Given passage.
________________________
Making the Best of the Heat of the Moment

making the best of the heat of the moment - www.alliepottswrites.comDo you ever have those moments … the ones that make you realize everything you’ve done over the past several weeks if not months was preparing you for this one specific day or hour?

I had one of those moments recently.

To properly tell you about it though, I need to go back to this summer. We’d invited another family over and decided after the sun began to set, we’d send the kids upstairs where they could watch a movie while the adults continued to chat downstairs.

I escorted the kids to the top of the stairs where I walked into an invisible wall of sauna-like heat. It quickly became apparent that our heater had taken it upon itself to rise up and rebel against the shackles of its thermostatic-overlord’s imposed peace treaty and instead do battle against its arch-nemesis the air conditioning unit. When I’d walked into the fray, both climatic titans had been doing battle for some time, however, the AC was now in a state of retreat.
________________________
Listed records.
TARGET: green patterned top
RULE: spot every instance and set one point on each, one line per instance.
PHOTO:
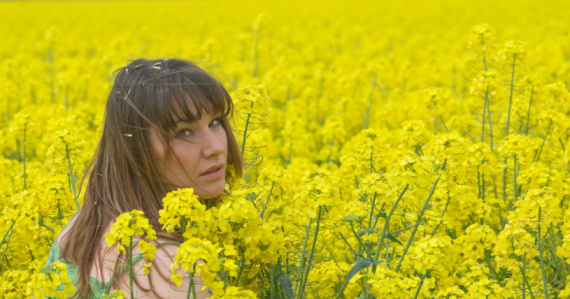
(97, 287)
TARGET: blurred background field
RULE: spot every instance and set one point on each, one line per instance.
(468, 97)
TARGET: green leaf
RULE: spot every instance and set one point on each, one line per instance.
(286, 284)
(393, 239)
(366, 231)
(359, 265)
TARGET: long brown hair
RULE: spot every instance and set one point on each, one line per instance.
(122, 175)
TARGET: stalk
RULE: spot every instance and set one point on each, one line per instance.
(372, 210)
(71, 177)
(511, 95)
(267, 200)
(256, 51)
(485, 103)
(302, 262)
(419, 286)
(191, 287)
(51, 79)
(515, 173)
(483, 52)
(523, 270)
(272, 283)
(528, 111)
(416, 226)
(9, 235)
(24, 153)
(490, 123)
(543, 142)
(306, 275)
(367, 113)
(544, 277)
(385, 229)
(131, 266)
(245, 132)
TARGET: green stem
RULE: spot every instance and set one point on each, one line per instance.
(272, 282)
(528, 111)
(544, 277)
(490, 123)
(192, 286)
(483, 53)
(267, 200)
(302, 262)
(485, 103)
(420, 286)
(420, 216)
(511, 95)
(306, 275)
(543, 142)
(256, 51)
(515, 173)
(245, 132)
(24, 153)
(9, 235)
(71, 176)
(367, 113)
(523, 270)
(51, 76)
(372, 209)
(131, 266)
(386, 224)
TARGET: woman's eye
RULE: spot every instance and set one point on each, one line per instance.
(184, 133)
(216, 122)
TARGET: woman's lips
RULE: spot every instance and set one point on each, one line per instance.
(214, 173)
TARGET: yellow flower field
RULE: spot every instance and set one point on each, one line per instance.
(416, 150)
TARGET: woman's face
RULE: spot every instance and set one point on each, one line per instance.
(199, 157)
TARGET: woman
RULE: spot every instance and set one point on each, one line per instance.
(166, 127)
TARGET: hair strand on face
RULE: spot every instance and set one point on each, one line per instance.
(122, 175)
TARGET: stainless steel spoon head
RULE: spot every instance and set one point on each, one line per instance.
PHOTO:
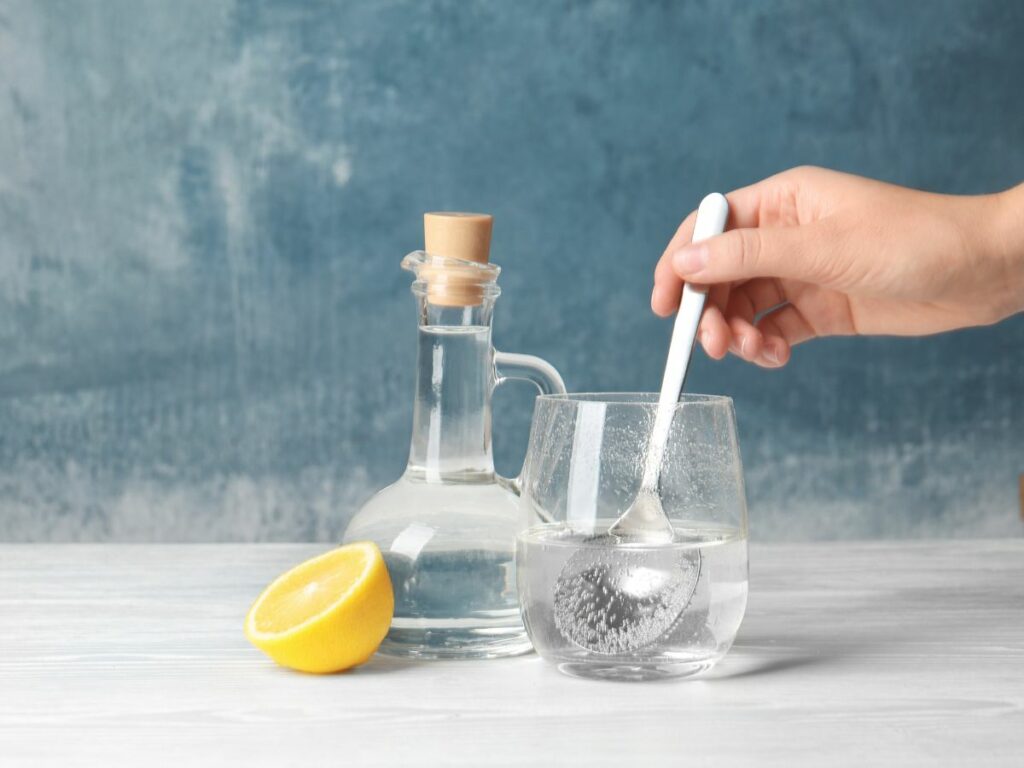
(617, 595)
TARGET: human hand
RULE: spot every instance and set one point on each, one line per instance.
(812, 252)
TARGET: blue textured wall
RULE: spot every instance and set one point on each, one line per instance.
(204, 330)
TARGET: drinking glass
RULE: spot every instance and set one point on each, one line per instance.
(583, 469)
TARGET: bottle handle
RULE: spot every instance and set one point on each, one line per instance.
(509, 366)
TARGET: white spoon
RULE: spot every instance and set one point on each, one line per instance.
(623, 602)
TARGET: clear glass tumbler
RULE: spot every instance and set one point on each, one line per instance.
(583, 470)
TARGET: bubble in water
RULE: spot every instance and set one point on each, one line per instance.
(621, 601)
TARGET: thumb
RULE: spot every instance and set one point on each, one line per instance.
(747, 253)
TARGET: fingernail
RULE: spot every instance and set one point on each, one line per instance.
(691, 259)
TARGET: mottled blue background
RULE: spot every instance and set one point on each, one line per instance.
(205, 333)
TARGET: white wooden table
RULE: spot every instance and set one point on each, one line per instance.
(901, 653)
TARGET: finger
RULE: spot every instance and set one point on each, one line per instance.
(782, 329)
(750, 253)
(748, 341)
(750, 299)
(714, 333)
(668, 286)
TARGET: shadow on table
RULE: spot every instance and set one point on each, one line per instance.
(381, 665)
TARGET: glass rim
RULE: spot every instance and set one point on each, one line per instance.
(638, 399)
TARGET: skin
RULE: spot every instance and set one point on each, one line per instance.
(812, 252)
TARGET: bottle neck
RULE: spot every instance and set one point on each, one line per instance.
(455, 376)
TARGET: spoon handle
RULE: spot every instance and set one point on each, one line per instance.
(711, 221)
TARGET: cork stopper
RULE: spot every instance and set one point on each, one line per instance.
(456, 237)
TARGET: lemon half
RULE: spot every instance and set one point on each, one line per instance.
(327, 614)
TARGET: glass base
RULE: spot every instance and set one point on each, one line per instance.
(455, 642)
(635, 671)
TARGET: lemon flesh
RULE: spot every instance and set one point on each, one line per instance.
(327, 614)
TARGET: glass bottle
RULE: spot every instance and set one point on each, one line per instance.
(448, 525)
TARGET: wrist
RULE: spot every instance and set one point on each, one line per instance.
(1003, 241)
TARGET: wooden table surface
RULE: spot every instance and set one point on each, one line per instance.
(866, 654)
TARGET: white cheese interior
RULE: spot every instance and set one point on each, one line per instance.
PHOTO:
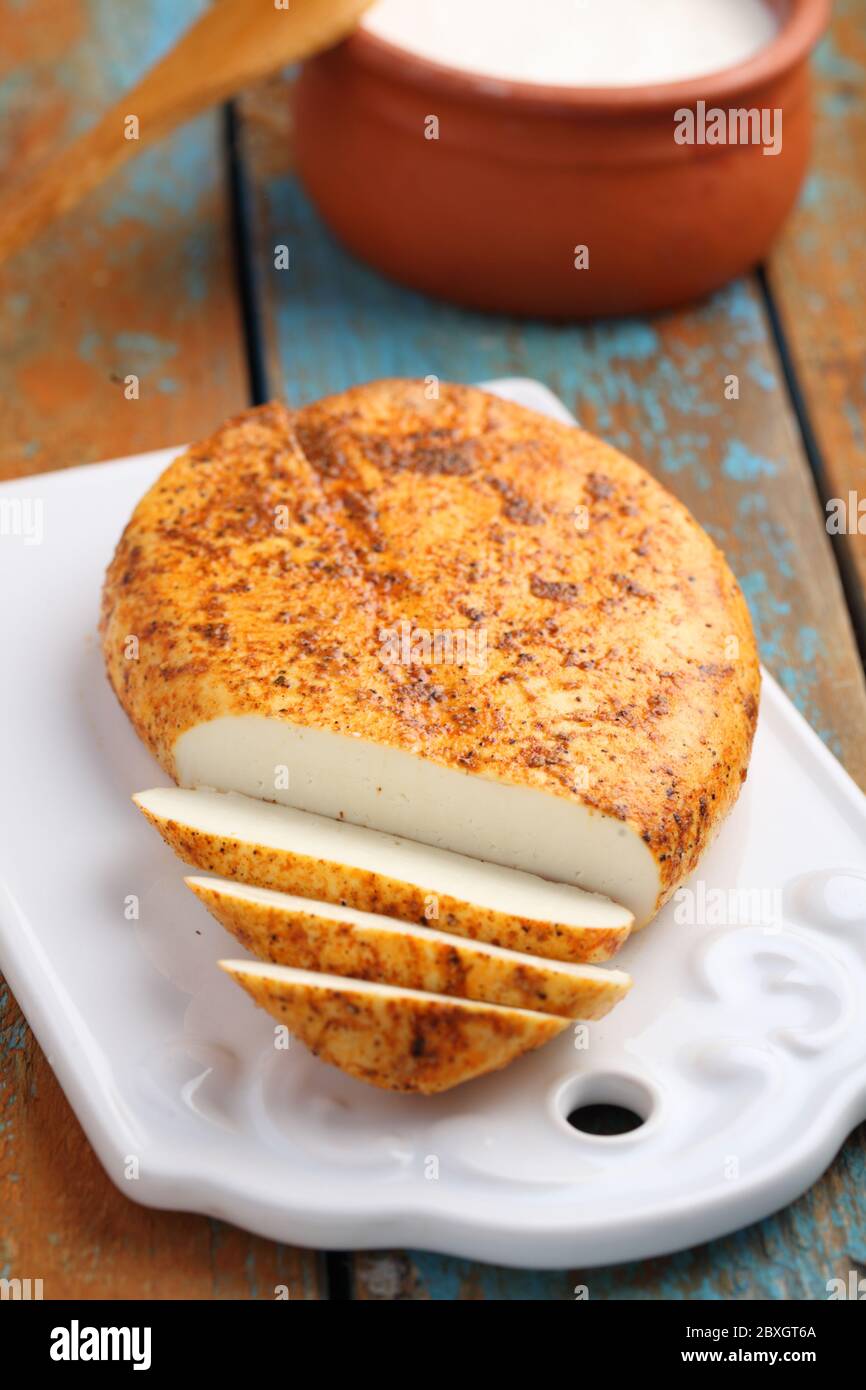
(282, 827)
(335, 912)
(398, 792)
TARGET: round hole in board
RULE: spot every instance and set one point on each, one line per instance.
(605, 1121)
(606, 1107)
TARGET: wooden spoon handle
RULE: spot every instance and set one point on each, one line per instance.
(231, 45)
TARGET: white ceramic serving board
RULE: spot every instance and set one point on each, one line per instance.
(745, 1045)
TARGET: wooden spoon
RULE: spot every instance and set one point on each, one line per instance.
(231, 45)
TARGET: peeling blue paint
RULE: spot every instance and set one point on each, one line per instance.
(742, 464)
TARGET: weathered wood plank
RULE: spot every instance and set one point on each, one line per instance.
(658, 391)
(138, 281)
(818, 281)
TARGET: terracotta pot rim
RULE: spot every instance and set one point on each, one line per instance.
(798, 34)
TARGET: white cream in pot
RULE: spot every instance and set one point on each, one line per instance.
(578, 42)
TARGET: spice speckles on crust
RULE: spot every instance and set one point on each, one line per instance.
(620, 673)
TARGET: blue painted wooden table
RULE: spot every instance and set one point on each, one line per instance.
(170, 274)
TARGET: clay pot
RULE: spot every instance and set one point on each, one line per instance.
(489, 213)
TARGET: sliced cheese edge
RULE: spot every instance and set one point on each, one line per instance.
(396, 1039)
(338, 940)
(314, 856)
(398, 792)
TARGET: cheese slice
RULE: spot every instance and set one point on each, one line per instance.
(445, 619)
(330, 861)
(401, 1040)
(313, 936)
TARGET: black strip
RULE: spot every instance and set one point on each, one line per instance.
(242, 227)
(841, 552)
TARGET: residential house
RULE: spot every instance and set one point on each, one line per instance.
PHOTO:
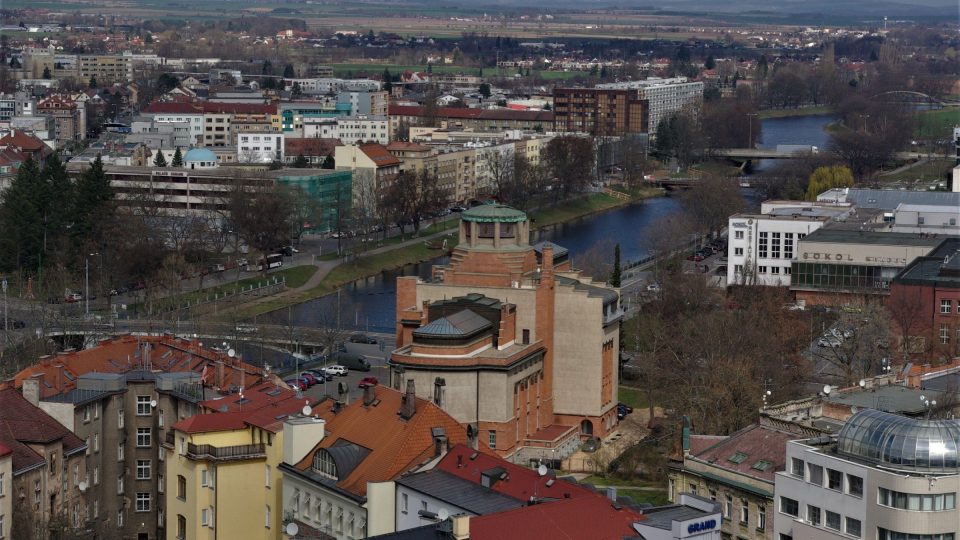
(47, 464)
(339, 464)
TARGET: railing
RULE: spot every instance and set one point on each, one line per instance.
(226, 453)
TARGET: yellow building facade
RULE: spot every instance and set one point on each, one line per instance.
(222, 480)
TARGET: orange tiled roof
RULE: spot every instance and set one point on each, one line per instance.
(396, 445)
(127, 353)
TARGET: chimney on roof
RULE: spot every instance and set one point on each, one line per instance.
(31, 390)
(408, 406)
(461, 527)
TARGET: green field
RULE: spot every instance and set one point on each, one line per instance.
(937, 124)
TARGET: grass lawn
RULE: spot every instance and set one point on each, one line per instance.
(803, 111)
(922, 170)
(937, 124)
(631, 396)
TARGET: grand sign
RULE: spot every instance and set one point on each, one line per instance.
(702, 526)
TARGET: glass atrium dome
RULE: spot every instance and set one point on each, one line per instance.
(899, 442)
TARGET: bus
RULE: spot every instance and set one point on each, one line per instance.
(274, 260)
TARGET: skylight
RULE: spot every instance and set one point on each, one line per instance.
(738, 457)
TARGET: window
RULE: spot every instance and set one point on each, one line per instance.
(143, 406)
(143, 437)
(789, 506)
(816, 474)
(918, 502)
(853, 527)
(181, 488)
(143, 469)
(854, 485)
(143, 502)
(832, 520)
(883, 534)
(834, 480)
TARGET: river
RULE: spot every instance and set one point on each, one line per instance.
(368, 304)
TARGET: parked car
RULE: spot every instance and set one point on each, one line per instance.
(829, 342)
(319, 374)
(363, 338)
(338, 370)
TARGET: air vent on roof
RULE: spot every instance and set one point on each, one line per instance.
(738, 457)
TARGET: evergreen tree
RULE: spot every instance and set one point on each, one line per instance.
(93, 204)
(22, 238)
(616, 276)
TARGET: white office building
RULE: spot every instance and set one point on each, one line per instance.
(760, 247)
(361, 128)
(884, 477)
(263, 147)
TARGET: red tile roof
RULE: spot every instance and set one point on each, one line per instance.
(521, 483)
(396, 444)
(310, 146)
(593, 517)
(475, 114)
(23, 424)
(22, 141)
(379, 154)
(757, 443)
(128, 353)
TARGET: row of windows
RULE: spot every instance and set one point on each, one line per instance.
(921, 502)
(835, 479)
(822, 518)
(946, 306)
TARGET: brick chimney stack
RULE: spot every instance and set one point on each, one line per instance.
(408, 406)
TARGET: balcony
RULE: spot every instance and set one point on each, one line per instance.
(226, 453)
________________________
Exercise.
In the post about making the best of the heat of the moment, what did the writer walk into at the top of the stairs?

Solution to this task.
An invisible wall of sauna-like heat.